Set exercise 1 »
Answer these questions using the article on Detroit's finances:
(a) Which councilman said "There is a major hammer waiting for you"?
(b) From what amount to what amount has Bing reduced the city's deficit?
(c) What does Public Act 4 allow an emergency manager to control?
Set exercise 2 »
Retype the stretch of the article on Detroit's finances from "Bing has sliced" through "start of summer.".

DETROIT — A high-stakes game of political brinksmanship by city and state officials aimed at shoring up Detroit's financially-battered books may ultimately place its unions under a consent agreement that includes pay and benefit reductions, but keeps a state-appointed emergency manager out.
The mere specter of falling under the reign of an emergency manager may be enough to force unions into accepting concessions as part of an agreement designed to help reduce the city's multimillion dollar budget deficit. But it's no guarantee.
While a consent agreement could allow Detroit to save public face by preserving local authority, it also allows for a state takeover if the city fails to comply with provisions that include timely reporting of finances and following operations and recovery plans.
Mayor Dave Bing, in Wednesday's State of the City address, all but canceled out the possibility that Detroit would be saddled with an emergency manager when a team completes its review of the city's fiscal situation and gives its report to Gov. Rick Snyder.
If a review team finds a financial emergency exists in Detroit, Snyder can appoint an emergency manager, enter into a consent agreement with the city or allow Detroit to work its way out of its troubles.
Snyder has said he'd prefer a consent agreement, which comes with stiff requirements for the city yet keeps local leaders in control of the purse strings and operations. An emergency manager could take all of that away, even removing the mayor and council from their day-to-day duties at City Hall.
"If the city enters into a consent agreement, then essentially what we're doing is we're entering into a contract that says we acknowledge that we've got some serious problems and we agree to the following steps in order to fix those problems," one-time mayor and current Councilman Ken Cockrel Jr. said.
Public Act 4 allows an emergency manager to control a city or school district's finances. The manager also can do what local government can't: restructure bulky union contracts.
Bing said he and Snyder agree that an emergency manager would not be best for the city. The law allows for an emergency manager to be appointed if conditions under a consent agreement are not met.
"There is a major hammer waiting for you, if in fact, you fall out of compliance," Councilman James Tate said.
Bing has sliced a $300 million deficit to $197 million and cut nearly 3,000 jobs in his two and a half years as mayor. But Detroit could be broke and out of cash before the start of summer.

(Source records)
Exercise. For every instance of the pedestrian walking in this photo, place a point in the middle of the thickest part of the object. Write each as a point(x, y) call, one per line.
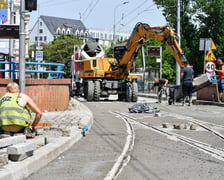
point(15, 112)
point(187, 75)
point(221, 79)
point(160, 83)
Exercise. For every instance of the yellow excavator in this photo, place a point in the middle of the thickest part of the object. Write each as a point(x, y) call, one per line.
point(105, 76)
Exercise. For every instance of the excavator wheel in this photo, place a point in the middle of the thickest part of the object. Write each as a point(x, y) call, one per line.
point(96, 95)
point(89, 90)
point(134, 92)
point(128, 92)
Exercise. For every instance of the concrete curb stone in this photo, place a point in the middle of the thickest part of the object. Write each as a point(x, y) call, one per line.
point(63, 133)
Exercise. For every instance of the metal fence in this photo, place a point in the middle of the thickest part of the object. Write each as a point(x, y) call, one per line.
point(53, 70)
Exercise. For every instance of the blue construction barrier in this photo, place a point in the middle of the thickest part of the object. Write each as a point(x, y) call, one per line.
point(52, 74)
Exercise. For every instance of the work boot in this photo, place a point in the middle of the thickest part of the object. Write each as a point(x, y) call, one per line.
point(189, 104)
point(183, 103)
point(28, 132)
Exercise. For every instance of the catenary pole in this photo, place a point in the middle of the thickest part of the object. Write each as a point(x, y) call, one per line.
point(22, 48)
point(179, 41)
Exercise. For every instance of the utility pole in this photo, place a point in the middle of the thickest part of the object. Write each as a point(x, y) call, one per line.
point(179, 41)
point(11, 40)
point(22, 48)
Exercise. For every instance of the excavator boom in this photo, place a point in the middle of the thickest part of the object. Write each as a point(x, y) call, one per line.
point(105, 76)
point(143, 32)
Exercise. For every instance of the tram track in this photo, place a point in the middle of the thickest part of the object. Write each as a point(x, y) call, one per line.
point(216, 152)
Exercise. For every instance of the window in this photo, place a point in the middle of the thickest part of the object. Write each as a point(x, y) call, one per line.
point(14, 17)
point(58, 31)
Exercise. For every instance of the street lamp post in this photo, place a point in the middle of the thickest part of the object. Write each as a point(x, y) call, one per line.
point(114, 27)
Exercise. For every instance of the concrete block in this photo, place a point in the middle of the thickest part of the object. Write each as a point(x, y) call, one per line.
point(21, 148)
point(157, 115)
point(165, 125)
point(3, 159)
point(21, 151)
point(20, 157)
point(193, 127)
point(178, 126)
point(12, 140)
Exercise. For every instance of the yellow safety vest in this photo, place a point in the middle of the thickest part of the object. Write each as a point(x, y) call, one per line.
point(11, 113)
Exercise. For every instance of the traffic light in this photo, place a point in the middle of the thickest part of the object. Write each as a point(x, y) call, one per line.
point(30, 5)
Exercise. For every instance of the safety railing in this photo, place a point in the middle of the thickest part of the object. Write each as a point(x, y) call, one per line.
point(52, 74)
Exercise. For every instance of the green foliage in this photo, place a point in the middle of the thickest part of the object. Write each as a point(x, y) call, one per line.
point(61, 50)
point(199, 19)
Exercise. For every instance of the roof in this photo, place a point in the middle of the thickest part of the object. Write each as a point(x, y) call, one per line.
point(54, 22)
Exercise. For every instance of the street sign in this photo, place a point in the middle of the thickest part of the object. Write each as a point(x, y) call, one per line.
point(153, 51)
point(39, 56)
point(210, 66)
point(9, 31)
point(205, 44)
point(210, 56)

Correct response 1 »
(a) James Tate
(b) From $300 million to $197 million
(c) A city or school district's finances

Correct response 2 »
Bing has sliced a $300 million deficit to $197 million and cut nearly 3,000 jobs in his two and a half years as mayor. But Detroit could be broke and out of cash before the start of summer.